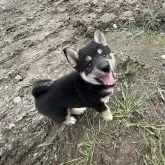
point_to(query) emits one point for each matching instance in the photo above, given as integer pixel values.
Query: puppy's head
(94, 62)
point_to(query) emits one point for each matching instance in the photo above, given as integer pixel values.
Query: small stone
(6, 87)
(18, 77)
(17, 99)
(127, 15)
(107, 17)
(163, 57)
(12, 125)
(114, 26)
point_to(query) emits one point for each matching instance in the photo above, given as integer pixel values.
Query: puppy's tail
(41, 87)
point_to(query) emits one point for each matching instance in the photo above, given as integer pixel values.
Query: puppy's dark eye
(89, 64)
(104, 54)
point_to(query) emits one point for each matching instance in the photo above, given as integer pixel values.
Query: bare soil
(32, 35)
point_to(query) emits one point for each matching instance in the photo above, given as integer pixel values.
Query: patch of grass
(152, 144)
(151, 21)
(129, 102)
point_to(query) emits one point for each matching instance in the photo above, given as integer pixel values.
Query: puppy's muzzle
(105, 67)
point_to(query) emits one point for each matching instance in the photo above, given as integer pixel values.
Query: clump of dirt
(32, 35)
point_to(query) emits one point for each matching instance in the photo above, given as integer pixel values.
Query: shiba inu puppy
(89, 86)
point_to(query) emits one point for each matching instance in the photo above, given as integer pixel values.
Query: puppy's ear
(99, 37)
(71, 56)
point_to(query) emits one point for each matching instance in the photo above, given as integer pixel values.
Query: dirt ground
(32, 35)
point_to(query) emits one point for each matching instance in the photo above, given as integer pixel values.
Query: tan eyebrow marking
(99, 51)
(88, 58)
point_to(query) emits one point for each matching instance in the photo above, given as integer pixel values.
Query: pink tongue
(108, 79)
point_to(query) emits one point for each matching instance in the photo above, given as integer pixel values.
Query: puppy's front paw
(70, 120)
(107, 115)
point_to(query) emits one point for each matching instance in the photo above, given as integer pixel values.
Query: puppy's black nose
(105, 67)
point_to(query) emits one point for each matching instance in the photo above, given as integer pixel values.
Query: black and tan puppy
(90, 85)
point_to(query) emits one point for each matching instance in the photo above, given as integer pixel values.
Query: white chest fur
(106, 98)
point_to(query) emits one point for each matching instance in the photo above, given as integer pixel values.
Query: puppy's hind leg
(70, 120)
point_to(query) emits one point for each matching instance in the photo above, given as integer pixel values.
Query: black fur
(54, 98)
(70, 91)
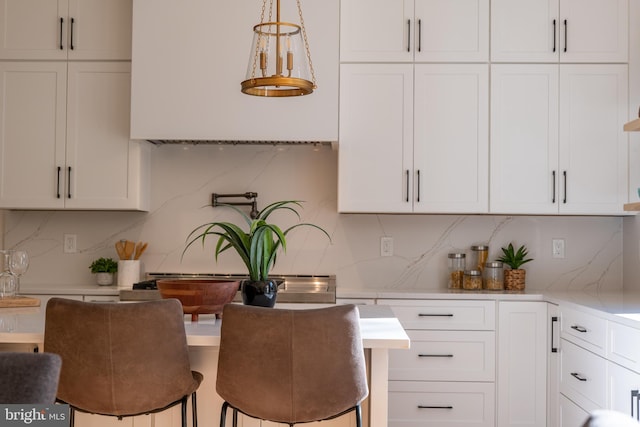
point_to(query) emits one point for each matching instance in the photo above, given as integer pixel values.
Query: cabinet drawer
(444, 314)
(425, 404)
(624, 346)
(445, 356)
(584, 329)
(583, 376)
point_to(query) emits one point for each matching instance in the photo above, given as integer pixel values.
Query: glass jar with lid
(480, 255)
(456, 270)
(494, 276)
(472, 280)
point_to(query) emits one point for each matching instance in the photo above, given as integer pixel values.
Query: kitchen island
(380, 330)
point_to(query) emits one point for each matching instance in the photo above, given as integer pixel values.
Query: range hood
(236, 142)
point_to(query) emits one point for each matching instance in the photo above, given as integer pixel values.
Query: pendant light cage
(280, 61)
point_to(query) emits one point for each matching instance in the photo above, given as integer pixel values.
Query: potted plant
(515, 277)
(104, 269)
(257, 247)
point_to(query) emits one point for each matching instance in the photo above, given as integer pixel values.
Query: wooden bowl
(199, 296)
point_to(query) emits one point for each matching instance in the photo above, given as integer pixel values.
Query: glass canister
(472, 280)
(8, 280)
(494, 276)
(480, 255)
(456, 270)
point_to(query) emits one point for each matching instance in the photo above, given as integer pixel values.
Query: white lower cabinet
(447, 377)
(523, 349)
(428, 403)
■ ■ ■ ■ ■
◆ **EXERCISE GOAL**
Quote the data exactly, leaving every image out of the copy.

◆ **OUTPUT FOR THIS EXERCISE**
point_to(query) emits one point for each matching instance in the photo above, given as integer pixel values.
Query: puppy's head
(94, 62)
point_to(query) emits one point for each matching instance in the photo above, given as integer pixel values.
Query: small stone
(6, 87)
(18, 77)
(17, 99)
(127, 15)
(107, 17)
(163, 57)
(12, 125)
(114, 26)
point_to(query) emits one point for each matching instance in the photo above, given as integer pixel values.
Query: puppy's tail
(41, 87)
point_to(query) emits one point for each matching instance in the photo above, given as integer pixel values.
Query: puppy's dark eye
(89, 64)
(104, 54)
point_to(query) emits one point for each matching instance in the photo above, given as integer pixel values.
Query: bare soil
(32, 35)
point_to(query) emits one point for each matching instance in the photo above, given as integer pixel values.
Query: patch of grass
(152, 144)
(151, 21)
(129, 102)
point_to(query) emits one point for each matching instance in the photo above, given as integer pixel values.
Query: puppy's muzzle
(105, 67)
point_to(query) emits one point for each matching instance in the photo above, given as integer pixel values.
Query: clump of dirt
(32, 35)
point_to(query) emits one point for each matching instance in the photo above, given as integer pixel values.
Query: shiba inu puppy
(89, 86)
point_to(query) emits one point for each matching instance in the photo above, given as integer pixel values.
Query: puppy's ear
(99, 37)
(71, 56)
point_to(query) emits one point for each matching instance in the photo above, given as integer pixel values.
Query: dirt ground
(32, 35)
point_to(query) emits one point for each matching instance in the photo above, given as integer pixel values.
Query: tan eyebrow marking
(99, 51)
(88, 58)
point_to(query) emits one point for each matching instance in the photo above, given as integer pixel values.
Query: pink tongue
(108, 79)
point_to(query) emits one point for each matching instance in the photo above, given as integer pixel values.
Query: puppy's front paw
(70, 120)
(107, 115)
point_to(query) emits one point for each matching instance in the photo above, given as integer pixel values.
Query: puppy's black nose
(105, 67)
point_to(query) emits one point for each matching instance in the photo above, given as integer pixel values.
Query: black and tan puppy
(90, 85)
point_to(query) emits one point for each matching instance in the photo above, given as integer pixel values.
Query: white chest fur
(106, 98)
point_to(query) emits one point for each matching instance in the photo above, given as integer pixel values.
Query: puppy's hind leg
(70, 120)
point_to(query) emits one point for each matching instance in the photo above, given as integer pixel values.
Query: black fur
(54, 98)
(70, 91)
point_to(query) emits one point for each matching instance in the photo above, given as integer pixel values.
Query: cabinet drawer
(444, 314)
(425, 404)
(624, 346)
(445, 356)
(584, 329)
(583, 376)
point_to(query) emits one point for each matching instance in the photo above, given as integer pixel values.
Query: glass jar with lid
(480, 255)
(456, 270)
(494, 276)
(472, 280)
point_to(query) emits one point for each matching instance in the photo above, given as integer pixel values.
Query: kitchen island
(380, 330)
point_to(query) emits one point for each matching instance in the photo above, given as integer pixel values.
Query: range hood
(236, 142)
point_to(query) emits one point for each matching instance in the photo above, given as integer pixel values.
Query: pendant light cage
(280, 61)
point_to(query) emits one point for each matching instance in the photo above, given as integer pixel values.
Query: potted plant
(515, 277)
(104, 269)
(257, 247)
point_to(query) emits one point for each matching instance in the photo above, given as integer pixel values.
Query: wooden bowl
(199, 296)
point_to(query) emits one point for each matching instance in the photo above, given as integer pixel values.
Query: glass canister
(472, 280)
(8, 280)
(494, 276)
(480, 255)
(456, 270)
point_to(query) emits one point for each matching instance in the photo above, given as integer pixel values.
Query: white lower cabinet
(447, 377)
(523, 349)
(428, 403)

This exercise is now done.